(Beginning of Data supplied)

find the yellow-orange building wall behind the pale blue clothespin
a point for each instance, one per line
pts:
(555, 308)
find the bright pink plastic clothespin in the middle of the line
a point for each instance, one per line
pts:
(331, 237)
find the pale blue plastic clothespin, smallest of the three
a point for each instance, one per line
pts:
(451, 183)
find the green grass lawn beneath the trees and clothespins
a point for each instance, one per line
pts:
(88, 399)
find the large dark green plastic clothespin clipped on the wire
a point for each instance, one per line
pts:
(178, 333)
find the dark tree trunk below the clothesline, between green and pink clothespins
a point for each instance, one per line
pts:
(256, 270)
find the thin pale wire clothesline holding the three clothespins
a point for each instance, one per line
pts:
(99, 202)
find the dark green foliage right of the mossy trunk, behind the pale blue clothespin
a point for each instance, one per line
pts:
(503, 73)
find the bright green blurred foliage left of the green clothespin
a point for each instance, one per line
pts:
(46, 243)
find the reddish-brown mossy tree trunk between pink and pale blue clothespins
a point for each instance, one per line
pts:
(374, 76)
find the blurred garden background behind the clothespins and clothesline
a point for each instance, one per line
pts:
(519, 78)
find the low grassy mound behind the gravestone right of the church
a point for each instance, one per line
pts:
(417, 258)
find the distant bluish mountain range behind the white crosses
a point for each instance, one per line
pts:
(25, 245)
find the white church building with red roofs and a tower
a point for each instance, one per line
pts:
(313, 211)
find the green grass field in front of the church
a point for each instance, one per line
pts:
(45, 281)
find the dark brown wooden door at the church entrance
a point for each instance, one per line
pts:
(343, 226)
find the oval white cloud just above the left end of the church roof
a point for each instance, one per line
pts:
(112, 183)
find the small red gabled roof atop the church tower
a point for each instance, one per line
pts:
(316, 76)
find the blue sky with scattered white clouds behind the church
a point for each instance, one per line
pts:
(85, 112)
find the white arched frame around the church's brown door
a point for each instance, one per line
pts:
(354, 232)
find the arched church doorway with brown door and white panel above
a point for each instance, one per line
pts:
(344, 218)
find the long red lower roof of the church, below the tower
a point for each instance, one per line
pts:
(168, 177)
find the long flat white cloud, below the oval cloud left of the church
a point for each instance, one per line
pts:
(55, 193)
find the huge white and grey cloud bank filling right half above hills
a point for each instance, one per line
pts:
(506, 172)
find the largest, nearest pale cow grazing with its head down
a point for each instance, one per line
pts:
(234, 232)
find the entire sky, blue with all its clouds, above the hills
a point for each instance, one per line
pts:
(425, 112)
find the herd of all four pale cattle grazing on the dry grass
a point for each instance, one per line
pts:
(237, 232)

(End of Data supplied)

(What you have to do): Could you reproduce, exactly, every line above from the line with "find the small" to the line with "find the white arched", and no other line? Both ends count.

(Written reply):
find the small red gabled roof atop the church tower
a point for each instance, one per line
pts:
(316, 76)
find the blue sky with scattered white clouds behind the church
a point for each instance, one per line
pts:
(85, 112)
find the white arched frame around the church's brown door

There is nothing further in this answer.